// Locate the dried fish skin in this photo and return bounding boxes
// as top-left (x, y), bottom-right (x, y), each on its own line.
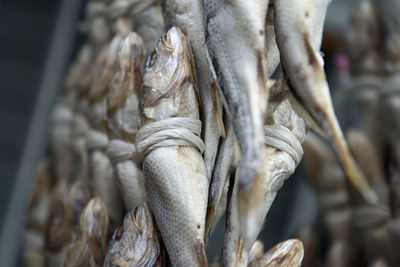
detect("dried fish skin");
top-left (107, 33), bottom-right (146, 143)
top-left (50, 104), bottom-right (74, 181)
top-left (85, 0), bottom-right (111, 52)
top-left (131, 0), bottom-right (165, 57)
top-left (106, 33), bottom-right (147, 210)
top-left (346, 129), bottom-right (389, 205)
top-left (344, 0), bottom-right (386, 156)
top-left (248, 239), bottom-right (304, 267)
top-left (46, 181), bottom-right (91, 267)
top-left (203, 0), bottom-right (269, 190)
top-left (265, 2), bottom-right (280, 78)
top-left (88, 35), bottom-right (124, 130)
top-left (242, 79), bottom-right (307, 250)
top-left (348, 0), bottom-right (383, 75)
top-left (138, 26), bottom-right (208, 266)
top-left (24, 159), bottom-right (54, 267)
top-left (162, 0), bottom-right (225, 181)
top-left (205, 122), bottom-right (235, 245)
top-left (65, 197), bottom-right (109, 267)
top-left (86, 33), bottom-right (126, 229)
top-left (51, 45), bottom-right (94, 182)
top-left (274, 0), bottom-right (377, 203)
top-left (104, 204), bottom-right (165, 266)
top-left (88, 147), bottom-right (124, 229)
top-left (70, 114), bottom-right (90, 183)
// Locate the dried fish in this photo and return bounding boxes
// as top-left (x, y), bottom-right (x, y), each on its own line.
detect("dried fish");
top-left (46, 181), bottom-right (91, 267)
top-left (265, 2), bottom-right (280, 78)
top-left (346, 128), bottom-right (388, 204)
top-left (106, 32), bottom-right (147, 210)
top-left (346, 129), bottom-right (399, 266)
top-left (205, 121), bottom-right (236, 245)
top-left (162, 0), bottom-right (225, 182)
top-left (203, 1), bottom-right (271, 258)
top-left (103, 203), bottom-right (165, 266)
top-left (203, 0), bottom-right (268, 189)
top-left (274, 0), bottom-right (377, 203)
top-left (248, 240), bottom-right (264, 263)
top-left (136, 27), bottom-right (208, 266)
top-left (131, 0), bottom-right (165, 56)
top-left (51, 45), bottom-right (92, 181)
top-left (65, 197), bottom-right (109, 267)
top-left (344, 0), bottom-right (385, 156)
top-left (222, 173), bottom-right (245, 266)
top-left (86, 34), bottom-right (125, 228)
top-left (24, 159), bottom-right (54, 267)
top-left (248, 239), bottom-right (304, 267)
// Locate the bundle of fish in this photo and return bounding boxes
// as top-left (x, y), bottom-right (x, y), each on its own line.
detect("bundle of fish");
top-left (297, 1), bottom-right (400, 266)
top-left (23, 0), bottom-right (382, 266)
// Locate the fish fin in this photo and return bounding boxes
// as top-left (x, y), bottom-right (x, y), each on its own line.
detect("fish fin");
top-left (196, 240), bottom-right (208, 267)
top-left (212, 82), bottom-right (226, 138)
top-left (285, 84), bottom-right (327, 139)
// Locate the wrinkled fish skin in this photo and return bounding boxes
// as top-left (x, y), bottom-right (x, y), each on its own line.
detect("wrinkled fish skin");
top-left (248, 239), bottom-right (304, 267)
top-left (139, 27), bottom-right (208, 266)
top-left (345, 0), bottom-right (385, 157)
top-left (274, 0), bottom-right (377, 203)
top-left (203, 0), bottom-right (269, 193)
top-left (87, 34), bottom-right (125, 228)
top-left (252, 79), bottom-right (307, 241)
top-left (106, 33), bottom-right (147, 210)
top-left (24, 159), bottom-right (54, 267)
top-left (104, 203), bottom-right (165, 267)
top-left (131, 0), bottom-right (165, 57)
top-left (203, 1), bottom-right (271, 257)
top-left (46, 181), bottom-right (91, 267)
top-left (65, 197), bottom-right (109, 267)
top-left (205, 123), bottom-right (235, 245)
top-left (162, 0), bottom-right (225, 181)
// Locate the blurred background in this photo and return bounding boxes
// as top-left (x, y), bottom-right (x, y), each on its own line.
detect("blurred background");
top-left (0, 0), bottom-right (390, 266)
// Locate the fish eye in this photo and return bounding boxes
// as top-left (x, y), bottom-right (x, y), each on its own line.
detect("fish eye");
top-left (146, 49), bottom-right (157, 68)
top-left (162, 34), bottom-right (168, 43)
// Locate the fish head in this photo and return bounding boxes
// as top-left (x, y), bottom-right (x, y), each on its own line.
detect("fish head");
top-left (109, 204), bottom-right (164, 266)
top-left (140, 26), bottom-right (199, 125)
top-left (107, 33), bottom-right (146, 115)
top-left (79, 197), bottom-right (109, 239)
top-left (89, 35), bottom-right (123, 102)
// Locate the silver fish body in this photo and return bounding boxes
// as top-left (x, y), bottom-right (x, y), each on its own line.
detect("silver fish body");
top-left (162, 0), bottom-right (225, 181)
top-left (138, 27), bottom-right (208, 266)
top-left (274, 0), bottom-right (377, 203)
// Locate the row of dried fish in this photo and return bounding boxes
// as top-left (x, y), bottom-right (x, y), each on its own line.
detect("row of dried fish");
top-left (23, 0), bottom-right (379, 266)
top-left (298, 1), bottom-right (400, 266)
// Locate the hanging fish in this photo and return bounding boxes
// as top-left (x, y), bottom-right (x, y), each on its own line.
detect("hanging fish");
top-left (136, 27), bottom-right (208, 266)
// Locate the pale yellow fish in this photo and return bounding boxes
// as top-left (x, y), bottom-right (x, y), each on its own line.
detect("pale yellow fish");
top-left (138, 26), bottom-right (208, 266)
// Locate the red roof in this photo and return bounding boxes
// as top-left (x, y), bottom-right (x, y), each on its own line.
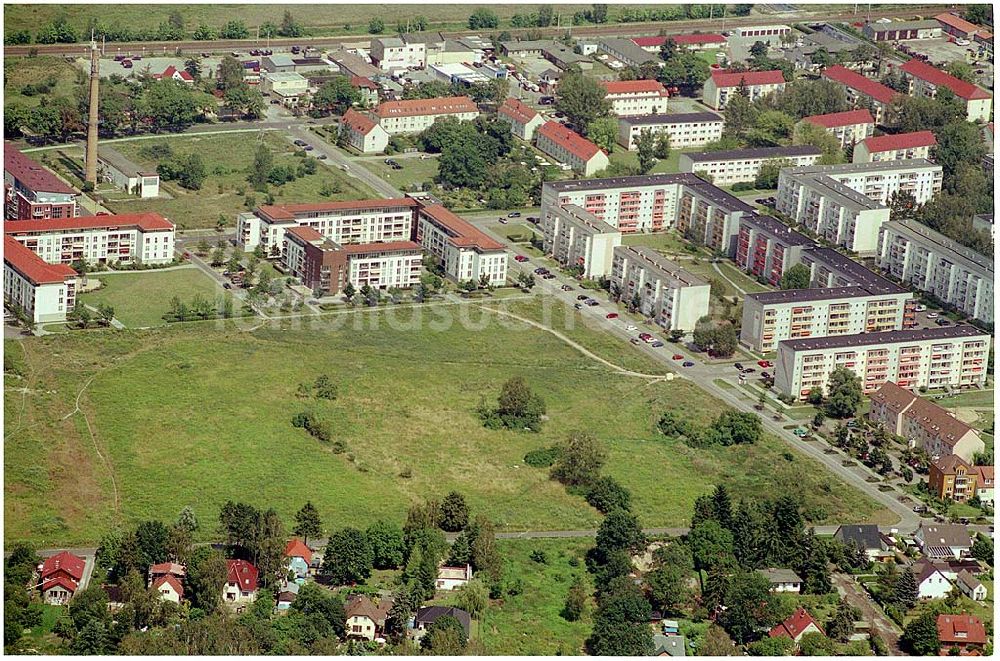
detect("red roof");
top-left (148, 561), bottom-right (186, 577)
top-left (937, 614), bottom-right (988, 646)
top-left (861, 130), bottom-right (937, 153)
top-left (375, 96), bottom-right (477, 119)
top-left (4, 143), bottom-right (77, 195)
top-left (156, 65), bottom-right (194, 82)
top-left (225, 559), bottom-right (258, 592)
top-left (343, 240), bottom-right (421, 254)
top-left (419, 204), bottom-right (505, 251)
top-left (285, 225), bottom-right (326, 242)
top-left (350, 76), bottom-right (378, 90)
top-left (284, 538), bottom-right (314, 563)
top-left (4, 237), bottom-right (77, 285)
top-left (152, 574), bottom-right (184, 596)
top-left (769, 607), bottom-right (824, 640)
top-left (632, 34), bottom-right (726, 48)
top-left (804, 108), bottom-right (875, 128)
top-left (602, 79), bottom-right (668, 95)
top-left (498, 97), bottom-right (540, 125)
top-left (257, 198), bottom-right (418, 221)
top-left (822, 65), bottom-right (898, 105)
top-left (342, 108), bottom-right (380, 136)
top-left (899, 59), bottom-right (991, 100)
top-left (5, 212), bottom-right (174, 234)
top-left (710, 69), bottom-right (785, 88)
top-left (537, 121), bottom-right (603, 162)
top-left (40, 551), bottom-right (86, 582)
top-left (936, 12), bottom-right (983, 36)
top-left (42, 576), bottom-right (79, 594)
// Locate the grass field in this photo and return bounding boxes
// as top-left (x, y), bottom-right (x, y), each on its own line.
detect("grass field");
top-left (100, 132), bottom-right (376, 230)
top-left (3, 56), bottom-right (83, 109)
top-left (78, 267), bottom-right (227, 328)
top-left (608, 147), bottom-right (689, 175)
top-left (4, 298), bottom-right (890, 548)
top-left (357, 156), bottom-right (439, 192)
top-left (622, 231), bottom-right (698, 256)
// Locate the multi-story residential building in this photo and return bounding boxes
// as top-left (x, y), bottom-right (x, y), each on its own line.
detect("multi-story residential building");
top-left (929, 455), bottom-right (982, 502)
top-left (340, 108), bottom-right (390, 154)
top-left (616, 111), bottom-right (724, 150)
top-left (733, 212), bottom-right (813, 286)
top-left (541, 204), bottom-right (622, 278)
top-left (973, 466), bottom-right (994, 505)
top-left (899, 59), bottom-right (993, 123)
top-left (776, 168), bottom-right (891, 252)
top-left (803, 109), bottom-right (875, 147)
top-left (498, 97), bottom-right (545, 142)
top-left (610, 245), bottom-right (710, 331)
top-left (5, 213), bottom-right (176, 266)
top-left (282, 225), bottom-right (422, 295)
top-left (535, 122), bottom-right (609, 176)
top-left (774, 325), bottom-right (991, 400)
top-left (740, 286), bottom-right (914, 353)
top-left (796, 159), bottom-right (943, 206)
top-left (852, 131), bottom-right (937, 163)
top-left (370, 37), bottom-right (427, 71)
top-left (876, 218), bottom-right (993, 324)
top-left (236, 199), bottom-right (420, 253)
top-left (4, 144), bottom-right (78, 221)
top-left (3, 235), bottom-right (76, 324)
top-left (631, 33), bottom-right (727, 52)
top-left (679, 145), bottom-right (822, 185)
top-left (869, 381), bottom-right (986, 462)
top-left (797, 245), bottom-right (902, 293)
top-left (702, 69), bottom-right (786, 109)
top-left (350, 76), bottom-right (380, 107)
top-left (863, 19), bottom-right (942, 41)
top-left (601, 79), bottom-right (669, 116)
top-left (415, 204), bottom-right (507, 286)
top-left (972, 212), bottom-right (993, 237)
top-left (822, 65), bottom-right (899, 125)
top-left (374, 96), bottom-right (479, 134)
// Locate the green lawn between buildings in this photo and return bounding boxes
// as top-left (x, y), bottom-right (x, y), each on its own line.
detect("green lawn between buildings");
top-left (357, 156), bottom-right (440, 193)
top-left (4, 298), bottom-right (892, 548)
top-left (78, 267), bottom-right (226, 328)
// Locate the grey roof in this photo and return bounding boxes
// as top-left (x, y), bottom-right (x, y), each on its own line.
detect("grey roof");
top-left (402, 32), bottom-right (447, 46)
top-left (866, 19), bottom-right (941, 32)
top-left (786, 171), bottom-right (885, 212)
top-left (556, 204), bottom-right (619, 234)
top-left (750, 285), bottom-right (875, 305)
top-left (918, 523), bottom-right (973, 548)
top-left (684, 145), bottom-right (822, 163)
top-left (415, 606), bottom-right (471, 635)
top-left (545, 173), bottom-right (754, 214)
top-left (598, 37), bottom-right (660, 64)
top-left (740, 212), bottom-right (813, 246)
top-left (500, 39), bottom-right (557, 52)
top-left (780, 324), bottom-right (989, 352)
top-left (834, 524), bottom-right (883, 550)
top-left (883, 218), bottom-right (993, 274)
top-left (758, 568), bottom-right (803, 583)
top-left (374, 36), bottom-right (405, 48)
top-left (957, 569), bottom-right (983, 591)
top-left (802, 246), bottom-right (905, 295)
top-left (543, 43), bottom-right (591, 65)
top-left (328, 49), bottom-right (380, 78)
top-left (614, 245), bottom-right (707, 288)
top-left (98, 145), bottom-right (155, 177)
top-left (787, 158), bottom-right (939, 176)
top-left (263, 54), bottom-right (295, 68)
top-left (619, 112), bottom-right (723, 126)
top-left (653, 634), bottom-right (687, 657)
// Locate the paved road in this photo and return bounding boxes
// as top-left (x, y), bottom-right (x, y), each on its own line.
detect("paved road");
top-left (286, 126), bottom-right (402, 199)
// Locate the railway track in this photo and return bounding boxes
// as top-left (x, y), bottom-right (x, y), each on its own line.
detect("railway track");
top-left (4, 5), bottom-right (963, 58)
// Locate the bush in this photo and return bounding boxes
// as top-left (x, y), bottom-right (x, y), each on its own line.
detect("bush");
top-left (524, 446), bottom-right (561, 468)
top-left (585, 476), bottom-right (632, 514)
top-left (529, 549), bottom-right (549, 564)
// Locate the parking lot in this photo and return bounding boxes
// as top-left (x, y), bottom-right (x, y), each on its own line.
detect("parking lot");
top-left (897, 37), bottom-right (994, 90)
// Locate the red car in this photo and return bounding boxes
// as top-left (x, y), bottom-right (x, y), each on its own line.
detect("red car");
top-left (514, 255), bottom-right (529, 263)
top-left (606, 312), bottom-right (619, 319)
top-left (672, 354), bottom-right (684, 360)
top-left (758, 360), bottom-right (772, 368)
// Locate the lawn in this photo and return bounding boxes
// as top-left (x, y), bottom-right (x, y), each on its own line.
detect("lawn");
top-left (78, 267), bottom-right (227, 328)
top-left (608, 147), bottom-right (687, 175)
top-left (622, 230), bottom-right (699, 256)
top-left (3, 56), bottom-right (82, 109)
top-left (357, 156), bottom-right (439, 193)
top-left (101, 132), bottom-right (376, 230)
top-left (4, 298), bottom-right (891, 548)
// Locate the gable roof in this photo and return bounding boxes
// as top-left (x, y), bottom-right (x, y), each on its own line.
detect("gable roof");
top-left (869, 382), bottom-right (976, 450)
top-left (899, 59), bottom-right (991, 100)
top-left (4, 237), bottom-right (77, 285)
top-left (415, 606), bottom-right (471, 635)
top-left (153, 574), bottom-right (184, 596)
top-left (861, 130), bottom-right (937, 153)
top-left (601, 79), bottom-right (668, 95)
top-left (710, 69), bottom-right (785, 88)
top-left (918, 523), bottom-right (972, 549)
top-left (913, 558), bottom-right (950, 585)
top-left (498, 97), bottom-right (540, 125)
top-left (822, 64), bottom-right (897, 104)
top-left (345, 594), bottom-right (393, 624)
top-left (932, 453), bottom-right (974, 475)
top-left (935, 12), bottom-right (984, 36)
top-left (769, 607), bottom-right (824, 639)
top-left (834, 524), bottom-right (884, 550)
top-left (4, 143), bottom-right (77, 195)
top-left (284, 538), bottom-right (313, 564)
top-left (973, 466), bottom-right (993, 483)
top-left (225, 559), bottom-right (259, 592)
top-left (758, 568), bottom-right (802, 584)
top-left (937, 614), bottom-right (988, 645)
top-left (5, 212), bottom-right (175, 234)
top-left (632, 34), bottom-right (727, 48)
top-left (653, 633), bottom-right (687, 656)
top-left (148, 562), bottom-right (186, 578)
top-left (375, 95), bottom-right (477, 119)
top-left (419, 204), bottom-right (504, 251)
top-left (537, 121), bottom-right (603, 161)
top-left (804, 108), bottom-right (874, 128)
top-left (956, 569), bottom-right (983, 592)
top-left (350, 75), bottom-right (378, 90)
top-left (41, 551), bottom-right (86, 582)
top-left (157, 65), bottom-right (194, 81)
top-left (342, 108), bottom-right (380, 136)
top-left (256, 198), bottom-right (418, 221)
top-left (42, 575), bottom-right (80, 594)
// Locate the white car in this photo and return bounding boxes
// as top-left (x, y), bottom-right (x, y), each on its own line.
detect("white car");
top-left (926, 312), bottom-right (939, 318)
top-left (915, 304), bottom-right (926, 312)
top-left (625, 324), bottom-right (637, 332)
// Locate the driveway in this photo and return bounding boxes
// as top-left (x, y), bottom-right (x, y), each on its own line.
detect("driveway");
top-left (832, 572), bottom-right (902, 654)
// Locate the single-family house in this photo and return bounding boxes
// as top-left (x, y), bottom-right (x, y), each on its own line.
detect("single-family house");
top-left (276, 581), bottom-right (300, 610)
top-left (914, 523), bottom-right (972, 560)
top-left (345, 594), bottom-right (393, 640)
top-left (768, 607), bottom-right (824, 643)
top-left (153, 65), bottom-right (194, 84)
top-left (413, 606), bottom-right (471, 638)
top-left (758, 568), bottom-right (803, 593)
top-left (955, 570), bottom-right (987, 601)
top-left (40, 551), bottom-right (86, 605)
top-left (833, 524), bottom-right (893, 561)
top-left (652, 633), bottom-right (687, 656)
top-left (284, 538), bottom-right (314, 578)
top-left (223, 559), bottom-right (258, 604)
top-left (973, 466), bottom-right (994, 505)
top-left (913, 559), bottom-right (953, 599)
top-left (436, 564), bottom-right (472, 591)
top-left (148, 562), bottom-right (185, 585)
top-left (937, 614), bottom-right (988, 655)
top-left (152, 574), bottom-right (184, 604)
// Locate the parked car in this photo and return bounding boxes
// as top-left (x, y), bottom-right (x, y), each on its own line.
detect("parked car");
top-left (672, 354), bottom-right (684, 360)
top-left (585, 299), bottom-right (599, 307)
top-left (682, 361), bottom-right (695, 367)
top-left (734, 362), bottom-right (744, 370)
top-left (498, 218), bottom-right (508, 224)
top-left (542, 273), bottom-right (556, 279)
top-left (223, 282), bottom-right (232, 289)
top-left (606, 312), bottom-right (619, 319)
top-left (793, 427), bottom-right (808, 437)
top-left (514, 255), bottom-right (529, 263)
top-left (574, 303), bottom-right (583, 309)
top-left (742, 368), bottom-right (755, 374)
top-left (317, 154), bottom-right (327, 159)
top-left (576, 294), bottom-right (589, 300)
top-left (651, 341), bottom-right (664, 348)
top-left (294, 139), bottom-right (307, 146)
top-left (757, 360), bottom-right (771, 368)
top-left (935, 318), bottom-right (951, 326)
top-left (631, 338), bottom-right (641, 345)
top-left (560, 284), bottom-right (573, 291)
top-left (926, 312), bottom-right (939, 318)
top-left (304, 145), bottom-right (314, 151)
top-left (508, 211), bottom-right (521, 218)
top-left (534, 267), bottom-right (549, 275)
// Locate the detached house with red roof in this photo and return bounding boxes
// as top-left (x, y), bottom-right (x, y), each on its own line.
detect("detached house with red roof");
top-left (899, 59), bottom-right (992, 123)
top-left (853, 130), bottom-right (937, 163)
top-left (152, 575), bottom-right (184, 604)
top-left (6, 213), bottom-right (176, 266)
top-left (340, 108), bottom-right (390, 154)
top-left (535, 121), bottom-right (609, 176)
top-left (601, 79), bottom-right (669, 116)
top-left (4, 143), bottom-right (79, 221)
top-left (822, 65), bottom-right (899, 125)
top-left (374, 96), bottom-right (479, 134)
top-left (498, 97), bottom-right (545, 142)
top-left (284, 538), bottom-right (314, 579)
top-left (153, 65), bottom-right (194, 84)
top-left (4, 236), bottom-right (77, 323)
top-left (40, 551), bottom-right (86, 605)
top-left (223, 559), bottom-right (258, 604)
top-left (702, 69), bottom-right (785, 110)
top-left (769, 607), bottom-right (824, 644)
top-left (937, 614), bottom-right (988, 655)
top-left (803, 109), bottom-right (875, 148)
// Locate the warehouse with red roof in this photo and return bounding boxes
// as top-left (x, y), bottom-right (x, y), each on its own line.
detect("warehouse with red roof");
top-left (702, 69), bottom-right (785, 109)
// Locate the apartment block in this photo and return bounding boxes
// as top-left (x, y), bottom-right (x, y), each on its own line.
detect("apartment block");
top-left (876, 218), bottom-right (993, 324)
top-left (616, 111), bottom-right (724, 150)
top-left (853, 131), bottom-right (937, 163)
top-left (498, 97), bottom-right (545, 142)
top-left (535, 122), bottom-right (609, 176)
top-left (601, 79), bottom-right (669, 116)
top-left (610, 245), bottom-right (710, 331)
top-left (374, 96), bottom-right (479, 134)
top-left (797, 245), bottom-right (897, 292)
top-left (733, 212), bottom-right (814, 286)
top-left (702, 69), bottom-right (786, 109)
top-left (679, 146), bottom-right (822, 186)
top-left (803, 109), bottom-right (875, 148)
top-left (900, 59), bottom-right (992, 123)
top-left (4, 144), bottom-right (78, 221)
top-left (282, 225), bottom-right (422, 295)
top-left (370, 37), bottom-right (427, 71)
top-left (929, 455), bottom-right (984, 501)
top-left (340, 108), bottom-right (390, 154)
top-left (774, 325), bottom-right (991, 400)
top-left (822, 65), bottom-right (898, 125)
top-left (541, 204), bottom-right (622, 278)
top-left (5, 213), bottom-right (176, 266)
top-left (236, 199), bottom-right (420, 253)
top-left (3, 235), bottom-right (76, 324)
top-left (415, 204), bottom-right (507, 286)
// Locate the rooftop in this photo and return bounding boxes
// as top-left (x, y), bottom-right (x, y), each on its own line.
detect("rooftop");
top-left (419, 204), bottom-right (505, 251)
top-left (601, 79), bottom-right (667, 95)
top-left (375, 95), bottom-right (478, 118)
top-left (256, 198), bottom-right (418, 221)
top-left (871, 382), bottom-right (978, 450)
top-left (4, 143), bottom-right (77, 195)
top-left (683, 145), bottom-right (822, 162)
top-left (802, 246), bottom-right (904, 295)
top-left (341, 107), bottom-right (380, 135)
top-left (749, 285), bottom-right (876, 305)
top-left (98, 144), bottom-right (159, 177)
top-left (785, 171), bottom-right (885, 212)
top-left (866, 19), bottom-right (941, 31)
top-left (740, 212), bottom-right (814, 246)
top-left (5, 212), bottom-right (174, 234)
top-left (614, 245), bottom-right (707, 289)
top-left (758, 568), bottom-right (803, 583)
top-left (498, 97), bottom-right (540, 125)
top-left (544, 173), bottom-right (755, 214)
top-left (618, 111), bottom-right (723, 126)
top-left (899, 59), bottom-right (991, 100)
top-left (786, 158), bottom-right (939, 176)
top-left (804, 108), bottom-right (875, 128)
top-left (553, 204), bottom-right (619, 235)
top-left (861, 130), bottom-right (937, 153)
top-left (264, 71), bottom-right (308, 83)
top-left (780, 324), bottom-right (989, 352)
top-left (499, 39), bottom-right (557, 52)
top-left (537, 121), bottom-right (603, 161)
top-left (597, 37), bottom-right (660, 64)
top-left (935, 12), bottom-right (985, 35)
top-left (710, 69), bottom-right (785, 87)
top-left (822, 64), bottom-right (898, 105)
top-left (883, 218), bottom-right (993, 274)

· · ·

[EXERCISE INSTRUCTIONS]: The answer must be the lines above, word for word, from the first one through the line with "the dried fish in", pictures excluded.

[SOLUTION FOR THIS EXERCISE]:
// Locate the dried fish skin in this photo and return bounding boxes
// as top-left (x, y), bottom-right (x, y), each on its own line.
detect("dried fish skin");
top-left (107, 33), bottom-right (146, 143)
top-left (50, 104), bottom-right (74, 181)
top-left (85, 0), bottom-right (111, 52)
top-left (131, 0), bottom-right (165, 57)
top-left (106, 33), bottom-right (147, 210)
top-left (346, 129), bottom-right (389, 205)
top-left (344, 0), bottom-right (386, 156)
top-left (248, 239), bottom-right (304, 267)
top-left (46, 181), bottom-right (91, 267)
top-left (203, 0), bottom-right (269, 190)
top-left (265, 2), bottom-right (280, 78)
top-left (88, 35), bottom-right (124, 130)
top-left (242, 79), bottom-right (307, 250)
top-left (348, 0), bottom-right (383, 75)
top-left (138, 26), bottom-right (208, 266)
top-left (24, 159), bottom-right (54, 267)
top-left (162, 0), bottom-right (225, 181)
top-left (205, 122), bottom-right (235, 245)
top-left (65, 197), bottom-right (109, 267)
top-left (86, 33), bottom-right (126, 229)
top-left (51, 45), bottom-right (94, 182)
top-left (274, 0), bottom-right (377, 203)
top-left (104, 204), bottom-right (165, 266)
top-left (88, 147), bottom-right (124, 229)
top-left (70, 114), bottom-right (90, 183)
// Locate the dried fish in this photo and return bounding boxes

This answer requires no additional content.